-- DOCUMENT EXCERPT follows --
This past week, after having gone through the majority of my practice, waiting for the pain to melt away — yet it continued. As I got closer and closer to kapotasana, I wondered if I should just roll up my mat and call it a day. After all, it’s such an intense backbend. Instead of rolling it up, I proceeded with caution. My teacher came over to assist me, in my second attempt. A little unsure if I was up for the task, I gave her my hands and let her take me deeper into the pose. It was intense yet, when I came out of it, I was hit with a surprising sense of relief. I mean: my back pain was gone!
Every day is different.
I’ve been trying to allow for ease and leave room for doing a lighter practice when my body calls for it. Skipping vinyasa, not trying so hard to lift up and attempt to “float” back — and still I feel like the discomfort never lightens up. It’s so different from my marathoning days when a 20-mile run would be followed by a classic soreness but a 3 mile easy run would renew me. These days, even the rest days are followed with soreness. I wonder: Was it all an inevitable part of getting old? Or am I doing something wrong?
To be honest, I think if I could use that same mentality of acknowledging the inevitability of DOMS following each and ever practice, it would be easier to just accept it. And why not? Bending over backwards (coupled with everything leading up it) isn’t any easier than running 10 miles.
Right?
Modifications: Practice and Perception
Troubled by another health scare, I stepped foot on my mat praying for a little separation from the fear. Being a nurse, I knew the crazy facts of what could be should the CT scan confirm what might be. I could die any minute. Then again, can’t we all? I certainly know, from personal experience, that life has no guarantees. Life is precious and uncertain. We have no assurance that we will live a long, full life.
So I stepped to the front of my mat, put hands in front of my heart, and said a short prayer for the strength to take what ever news would come of the tests with strength and a positive outlook.
I hadn’t shared the physical findings of my examination, nor my doctor’s suspicions, with many. But I had shared it with my teacher who gave me her support and helped me to modify my practice to accommodate the feared diagnoses — just in case.
-- DOCUMENT EXCERPT concluded --
WORK ORDER 1: In the yoga practice passage, rewrite the part starting at "Modifications: Practice and" and ending at "long, full life.", swapping "health scare" for "health worry".
WORK ORDER 2: Summarize the yoga practice passage in two sentences.
-- RECORD EXCERPTS follows --
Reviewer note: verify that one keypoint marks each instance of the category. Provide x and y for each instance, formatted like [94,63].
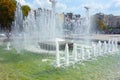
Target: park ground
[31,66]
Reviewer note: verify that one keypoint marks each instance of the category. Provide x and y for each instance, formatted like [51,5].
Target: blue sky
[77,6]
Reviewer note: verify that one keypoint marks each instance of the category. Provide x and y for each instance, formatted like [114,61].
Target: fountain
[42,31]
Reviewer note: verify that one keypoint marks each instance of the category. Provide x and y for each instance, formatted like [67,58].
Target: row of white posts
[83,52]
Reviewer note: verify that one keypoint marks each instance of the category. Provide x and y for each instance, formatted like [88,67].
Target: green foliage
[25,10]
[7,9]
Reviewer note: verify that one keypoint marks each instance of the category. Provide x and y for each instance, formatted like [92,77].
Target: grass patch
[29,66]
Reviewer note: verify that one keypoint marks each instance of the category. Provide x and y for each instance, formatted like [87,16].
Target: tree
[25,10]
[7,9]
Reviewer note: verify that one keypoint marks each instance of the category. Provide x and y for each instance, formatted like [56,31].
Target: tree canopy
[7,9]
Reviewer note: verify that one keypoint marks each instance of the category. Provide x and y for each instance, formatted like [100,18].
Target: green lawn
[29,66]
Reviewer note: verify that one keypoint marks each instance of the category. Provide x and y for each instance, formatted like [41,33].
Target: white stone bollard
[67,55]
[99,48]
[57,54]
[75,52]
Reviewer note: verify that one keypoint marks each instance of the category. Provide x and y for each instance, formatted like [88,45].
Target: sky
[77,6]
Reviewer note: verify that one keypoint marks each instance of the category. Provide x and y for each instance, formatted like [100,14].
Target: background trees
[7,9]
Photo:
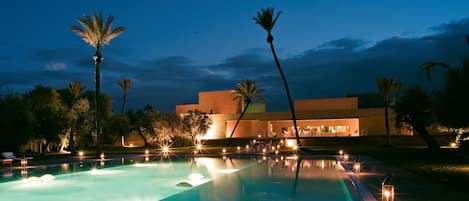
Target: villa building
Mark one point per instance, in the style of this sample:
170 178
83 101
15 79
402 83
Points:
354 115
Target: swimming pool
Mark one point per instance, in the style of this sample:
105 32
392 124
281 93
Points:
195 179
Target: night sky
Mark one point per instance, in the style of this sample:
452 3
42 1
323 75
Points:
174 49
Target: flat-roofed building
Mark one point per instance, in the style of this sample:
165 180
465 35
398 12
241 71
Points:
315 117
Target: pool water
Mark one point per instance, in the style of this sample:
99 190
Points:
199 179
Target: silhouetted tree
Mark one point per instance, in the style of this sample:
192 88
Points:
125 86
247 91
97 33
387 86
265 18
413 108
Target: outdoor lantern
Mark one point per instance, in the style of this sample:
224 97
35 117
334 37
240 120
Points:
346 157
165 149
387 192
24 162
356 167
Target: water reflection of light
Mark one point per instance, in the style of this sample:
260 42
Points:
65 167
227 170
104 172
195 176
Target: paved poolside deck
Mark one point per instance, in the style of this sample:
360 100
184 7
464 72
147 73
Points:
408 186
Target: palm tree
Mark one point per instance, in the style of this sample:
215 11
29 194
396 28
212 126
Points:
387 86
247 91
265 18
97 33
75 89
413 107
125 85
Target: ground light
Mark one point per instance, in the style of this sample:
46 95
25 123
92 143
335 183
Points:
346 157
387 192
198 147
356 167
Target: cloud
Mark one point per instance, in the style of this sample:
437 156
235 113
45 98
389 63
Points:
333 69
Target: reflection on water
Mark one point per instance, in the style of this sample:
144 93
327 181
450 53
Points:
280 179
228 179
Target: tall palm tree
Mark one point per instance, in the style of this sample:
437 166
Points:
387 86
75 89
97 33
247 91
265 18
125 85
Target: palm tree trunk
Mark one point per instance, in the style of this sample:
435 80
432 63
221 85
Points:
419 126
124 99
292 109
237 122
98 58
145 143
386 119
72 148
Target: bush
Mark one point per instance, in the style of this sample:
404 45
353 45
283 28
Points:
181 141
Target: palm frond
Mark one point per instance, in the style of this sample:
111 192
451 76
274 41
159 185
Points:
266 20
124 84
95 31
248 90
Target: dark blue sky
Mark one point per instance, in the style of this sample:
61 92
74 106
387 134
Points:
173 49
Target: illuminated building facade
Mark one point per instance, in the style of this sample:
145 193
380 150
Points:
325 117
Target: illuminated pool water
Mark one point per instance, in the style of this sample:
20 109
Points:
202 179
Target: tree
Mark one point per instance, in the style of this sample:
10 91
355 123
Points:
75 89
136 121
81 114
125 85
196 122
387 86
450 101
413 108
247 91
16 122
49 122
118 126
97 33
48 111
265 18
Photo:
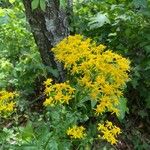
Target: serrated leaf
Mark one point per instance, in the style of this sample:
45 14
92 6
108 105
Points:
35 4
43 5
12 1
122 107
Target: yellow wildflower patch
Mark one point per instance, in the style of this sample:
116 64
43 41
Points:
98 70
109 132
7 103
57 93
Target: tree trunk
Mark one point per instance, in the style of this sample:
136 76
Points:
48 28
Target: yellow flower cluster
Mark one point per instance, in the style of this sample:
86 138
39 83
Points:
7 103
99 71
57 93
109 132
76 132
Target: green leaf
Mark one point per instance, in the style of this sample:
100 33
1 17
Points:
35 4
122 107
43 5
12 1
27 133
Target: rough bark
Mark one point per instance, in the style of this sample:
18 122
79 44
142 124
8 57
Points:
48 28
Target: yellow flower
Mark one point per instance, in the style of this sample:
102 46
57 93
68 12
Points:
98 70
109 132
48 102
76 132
-- RECORD EXCERPTS concluded --
ANSWER BOX 1:
Modifications: Practice and Perception
Troubled by another health worry, I stepped foot on my mat praying for a little separation from the fear. Being a nurse, I knew the crazy facts of what could be should the CT scan confirm what might be. I could die any minute. Then again, can’t we all? I certainly know, from personal experience, that life has no guarantees. Life is precious and uncertain. We have no assurance that we will live a long, full life.

ANSWER BOX 2: The writer's back pain persisted through most of a practice until a teacher helped with a deeper kapotasana, after which the pain was gone, yet even with a lighter practice and rest days the soreness never lightens, unlike after running. During a health scare, the writer, a nurse, prayed on the mat for strength and had the teacher help modify the practice in case of the feared diagnosis.